PROBLEM: Only lines holding "above" are needed; copy each of them from the data below.

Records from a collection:
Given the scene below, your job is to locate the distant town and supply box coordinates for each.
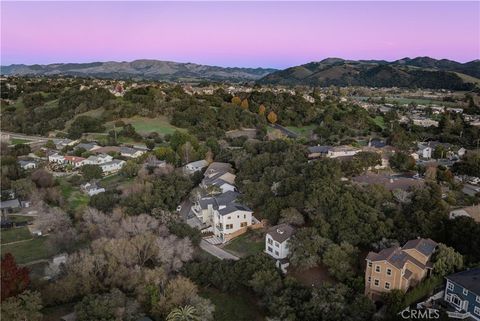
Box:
[1,72,479,321]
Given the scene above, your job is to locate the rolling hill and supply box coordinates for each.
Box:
[259,57,480,90]
[1,60,277,82]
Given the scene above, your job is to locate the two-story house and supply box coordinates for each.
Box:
[444,268,480,320]
[265,224,295,273]
[213,203,253,242]
[365,238,437,301]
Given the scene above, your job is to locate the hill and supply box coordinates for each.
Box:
[259,57,480,90]
[1,60,277,82]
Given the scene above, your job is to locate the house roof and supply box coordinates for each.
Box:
[18,160,36,166]
[307,145,332,154]
[267,224,295,243]
[352,173,425,191]
[64,156,85,163]
[0,198,21,209]
[217,203,252,216]
[450,205,480,223]
[446,268,480,296]
[186,159,208,168]
[205,162,232,175]
[402,238,438,257]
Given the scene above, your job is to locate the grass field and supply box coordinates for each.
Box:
[223,230,264,258]
[285,125,316,138]
[10,138,30,145]
[372,116,386,129]
[59,179,89,212]
[7,215,35,223]
[1,236,55,264]
[65,108,105,129]
[200,287,265,321]
[1,227,32,244]
[108,116,185,135]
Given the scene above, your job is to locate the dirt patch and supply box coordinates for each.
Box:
[289,264,336,287]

EXERCISE ANSWER:
Given the scene above, your job is to locate the rolling hill and supply box coordinates for each.
Given the scene above, your job is to locate the two-story house and supply box coordinates for each.
Given the scene above, your job is to locate the hill and supply box coordinates for each.
Given the scene above, your job is to locate the house roof and supply box coordinates for each.
Given the scene above, your job is to locate the grass field and supply box coordinates for each.
Given the scene above, your job is to locate the dirt patch and supply box coordinates for each.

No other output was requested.